**Extract provided**
========

The Influence of Phillip Dick & Trumpism

Beth Klein Boulder Attorney Blog
Beth Klein Boulder Attorney Blog

Not far from my home, the remains of Phillip Dick rest in Riverside Cemetery in Fort Morgan, Colorado, (section K, block 1, lot 56) where they were buried next to his twin sister Jane.  No crowds come to honor him as they do Jim Morrison at Père Lachaise Cemetery, Paris, France. Ironically, Phillip Dick was one of the world’s most influential writers and thinkers who is deserving of our thanks.

I wanted to write an electronic memorial to him. When you read the names of his works, there is nothing else that needs to be added to describe his contribution to literature through battles with suspicion of propaganda and government, loneliness, drug abuse, depression and schizophrenia.

“I’m not much but I’m all I have.”

“My schedule for today lists a six-hour self-accusatory depression.”

“Don’t try to solve serious matters in the middle of the night.”

But, during these days as we watch America being degraded by a president elect, Phillip Dick’s words have even deeper meaning.   In “The Man In The High Castle,” Philip Dick wrote about how people judge competing narratives as true or false in the context of what we already believe is true.

In High Castle, he asks us to imagine a world where Nazi power triumphed in WW2, and a world in which the narrative of history was written by the victor. If we lived in that world, how would we know that the lies spun by a Nazi government were not the truth?  Until we see how stories are used to shape our perceptions and reality, we’re vulnerable to continued manipulation. But once we can think critically about the ways that narratives are constructed, and the various agendas they serve, we can begin to assess objectively our own beliefs.

What is red, what is blue, what is real?

We have now seen how a mass communication disinformation campaign can elevate a Putin Puppet to the highest power in a competing state, and to have millions of supporters simply repeat the mantra.  The context of hatred of a conservative or a liberal view now dominates the common hatred of national threats.

========

**Provided material**
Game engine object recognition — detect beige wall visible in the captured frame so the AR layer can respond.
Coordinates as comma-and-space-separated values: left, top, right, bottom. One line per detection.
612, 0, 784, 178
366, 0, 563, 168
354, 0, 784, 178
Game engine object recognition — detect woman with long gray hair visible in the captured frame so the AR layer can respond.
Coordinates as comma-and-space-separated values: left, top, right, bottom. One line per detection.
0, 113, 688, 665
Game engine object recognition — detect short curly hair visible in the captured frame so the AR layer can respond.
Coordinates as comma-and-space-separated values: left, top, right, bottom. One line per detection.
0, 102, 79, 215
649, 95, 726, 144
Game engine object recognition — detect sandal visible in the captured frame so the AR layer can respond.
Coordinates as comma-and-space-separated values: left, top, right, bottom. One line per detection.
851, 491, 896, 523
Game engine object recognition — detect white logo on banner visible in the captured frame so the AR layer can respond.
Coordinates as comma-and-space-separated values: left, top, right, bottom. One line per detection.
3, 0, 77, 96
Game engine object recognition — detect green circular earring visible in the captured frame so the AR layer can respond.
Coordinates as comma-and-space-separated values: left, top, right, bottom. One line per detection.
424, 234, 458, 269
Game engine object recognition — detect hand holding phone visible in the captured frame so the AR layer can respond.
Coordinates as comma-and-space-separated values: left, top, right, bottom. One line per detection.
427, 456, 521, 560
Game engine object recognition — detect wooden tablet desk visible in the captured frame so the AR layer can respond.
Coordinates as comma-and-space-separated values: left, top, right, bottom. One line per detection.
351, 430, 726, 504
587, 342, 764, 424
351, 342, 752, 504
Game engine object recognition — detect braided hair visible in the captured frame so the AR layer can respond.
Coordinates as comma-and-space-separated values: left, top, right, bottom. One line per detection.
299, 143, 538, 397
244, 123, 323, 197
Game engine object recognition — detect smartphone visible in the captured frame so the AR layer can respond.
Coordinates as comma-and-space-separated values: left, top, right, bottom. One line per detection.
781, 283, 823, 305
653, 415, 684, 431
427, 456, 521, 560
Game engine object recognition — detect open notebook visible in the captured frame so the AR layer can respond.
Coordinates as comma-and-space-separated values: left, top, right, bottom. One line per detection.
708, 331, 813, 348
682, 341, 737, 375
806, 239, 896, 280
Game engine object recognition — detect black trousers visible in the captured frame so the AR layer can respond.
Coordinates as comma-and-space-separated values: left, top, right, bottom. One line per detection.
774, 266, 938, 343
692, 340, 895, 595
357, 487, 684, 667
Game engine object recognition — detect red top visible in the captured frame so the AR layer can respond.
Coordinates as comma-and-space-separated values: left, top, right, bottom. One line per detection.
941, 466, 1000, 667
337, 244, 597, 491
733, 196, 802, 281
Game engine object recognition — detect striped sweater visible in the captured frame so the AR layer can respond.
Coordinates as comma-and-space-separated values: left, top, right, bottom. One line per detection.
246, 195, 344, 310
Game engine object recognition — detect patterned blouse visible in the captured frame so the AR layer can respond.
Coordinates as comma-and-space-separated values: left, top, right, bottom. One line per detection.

========

Decide whether each statement agrees with the blog post about Phillip Dick. Answer yes or no, and quote the words of the post that settle it.
(a) Phillip Dick is buried in Fort Morgan, Colorado, beside his twin sister Jane.
(b) Crowds visit Phillip Dick's grave to honor him, as they do at Jim Morrison's.
(c) "The Man In The High Castle" imagines a world in which Nazi power lost WW2.

(a) Yes: "the remains of Phillip Dick rest in Riverside Cemetery in Fort Morgan, Colorado, (section K, block 1, lot 56) where they were buried next to his twin sister Jane."
(b) No: "No crowds come to honor him as they do Jim Morrison at Père Lachaise Cemetery, Paris, France."
(c) No: "he asks us to imagine a world where Nazi power triumphed in WW2"